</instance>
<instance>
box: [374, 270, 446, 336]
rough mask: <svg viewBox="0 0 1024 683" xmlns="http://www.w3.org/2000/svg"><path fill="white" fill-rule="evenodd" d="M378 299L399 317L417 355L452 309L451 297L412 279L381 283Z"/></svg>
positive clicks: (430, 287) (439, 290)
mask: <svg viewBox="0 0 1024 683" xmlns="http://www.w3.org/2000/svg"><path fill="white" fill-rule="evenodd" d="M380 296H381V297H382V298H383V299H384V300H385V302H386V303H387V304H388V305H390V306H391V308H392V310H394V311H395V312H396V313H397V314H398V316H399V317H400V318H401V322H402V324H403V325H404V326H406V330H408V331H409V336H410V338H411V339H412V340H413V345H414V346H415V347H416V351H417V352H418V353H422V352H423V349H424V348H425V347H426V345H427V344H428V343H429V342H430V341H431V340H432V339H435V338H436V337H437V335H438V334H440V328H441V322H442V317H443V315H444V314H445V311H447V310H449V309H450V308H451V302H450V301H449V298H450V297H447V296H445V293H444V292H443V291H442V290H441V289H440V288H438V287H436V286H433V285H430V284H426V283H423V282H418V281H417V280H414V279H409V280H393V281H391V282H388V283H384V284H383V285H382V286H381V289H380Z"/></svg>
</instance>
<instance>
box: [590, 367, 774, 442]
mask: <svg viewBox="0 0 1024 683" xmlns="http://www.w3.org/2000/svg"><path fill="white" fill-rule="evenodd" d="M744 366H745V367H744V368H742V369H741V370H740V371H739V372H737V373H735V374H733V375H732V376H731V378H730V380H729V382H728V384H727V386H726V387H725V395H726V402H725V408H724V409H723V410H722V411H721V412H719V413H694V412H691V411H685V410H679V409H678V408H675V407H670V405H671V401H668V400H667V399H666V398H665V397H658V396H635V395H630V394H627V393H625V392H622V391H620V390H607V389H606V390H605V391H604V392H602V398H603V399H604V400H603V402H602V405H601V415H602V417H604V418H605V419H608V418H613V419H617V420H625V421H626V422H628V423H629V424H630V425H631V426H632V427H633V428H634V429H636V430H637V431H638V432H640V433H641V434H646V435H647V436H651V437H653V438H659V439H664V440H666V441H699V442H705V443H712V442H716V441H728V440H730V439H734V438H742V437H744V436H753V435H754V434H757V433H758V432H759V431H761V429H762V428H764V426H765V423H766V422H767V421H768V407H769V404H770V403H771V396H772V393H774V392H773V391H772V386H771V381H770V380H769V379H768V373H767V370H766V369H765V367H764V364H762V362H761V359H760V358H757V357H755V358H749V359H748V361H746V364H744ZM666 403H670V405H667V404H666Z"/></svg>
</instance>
·····
Exercise description - Every line from the top of the material above through the line holding "rough mask: <svg" should be reproduced word for word, and nothing beyond it.

Problem solution -
</instance>
<instance>
box: [374, 270, 446, 336]
rough mask: <svg viewBox="0 0 1024 683" xmlns="http://www.w3.org/2000/svg"><path fill="white" fill-rule="evenodd" d="M378 299L399 317L417 355L452 309L451 297L412 279L381 283Z"/></svg>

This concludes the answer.